» **Instructions for the task**
The required output is every line from the beginning of the entries below through the line that includes "point(462, 272)", copied exactly.

# # # # # # #

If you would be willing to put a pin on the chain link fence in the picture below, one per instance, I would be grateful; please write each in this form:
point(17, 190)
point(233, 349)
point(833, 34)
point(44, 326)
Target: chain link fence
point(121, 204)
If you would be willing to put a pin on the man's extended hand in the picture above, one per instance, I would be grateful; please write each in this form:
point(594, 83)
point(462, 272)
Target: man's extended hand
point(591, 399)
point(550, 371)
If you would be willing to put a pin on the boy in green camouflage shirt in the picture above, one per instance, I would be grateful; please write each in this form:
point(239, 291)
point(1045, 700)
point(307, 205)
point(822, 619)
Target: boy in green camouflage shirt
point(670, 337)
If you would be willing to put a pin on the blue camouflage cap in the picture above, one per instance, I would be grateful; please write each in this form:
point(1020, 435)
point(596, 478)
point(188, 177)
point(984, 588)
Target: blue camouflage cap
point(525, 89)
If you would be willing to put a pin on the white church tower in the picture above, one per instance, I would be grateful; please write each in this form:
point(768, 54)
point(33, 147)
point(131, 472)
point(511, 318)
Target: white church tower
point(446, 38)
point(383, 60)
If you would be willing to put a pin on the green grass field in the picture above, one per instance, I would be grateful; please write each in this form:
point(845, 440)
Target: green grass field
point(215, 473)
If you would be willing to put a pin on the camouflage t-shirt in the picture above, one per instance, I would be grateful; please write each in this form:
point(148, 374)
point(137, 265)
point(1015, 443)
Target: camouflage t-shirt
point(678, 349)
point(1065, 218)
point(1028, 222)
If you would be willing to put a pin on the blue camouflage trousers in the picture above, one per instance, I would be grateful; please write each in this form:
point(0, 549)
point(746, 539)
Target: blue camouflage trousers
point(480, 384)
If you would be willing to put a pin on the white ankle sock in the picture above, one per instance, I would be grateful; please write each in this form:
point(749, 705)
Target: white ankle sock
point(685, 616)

# # # # # # #

» **Answer box**
If you would be willing to put a pin on the chain link fence in the picture below, one per instance, I would be grateful; please write each in this form:
point(17, 190)
point(233, 349)
point(833, 34)
point(44, 326)
Target: chain link fence
point(121, 204)
If you would be willing to put a pin on the man's extended hand in the picture above, one per instance, I would be grateful; please write each in this form:
point(594, 83)
point(462, 272)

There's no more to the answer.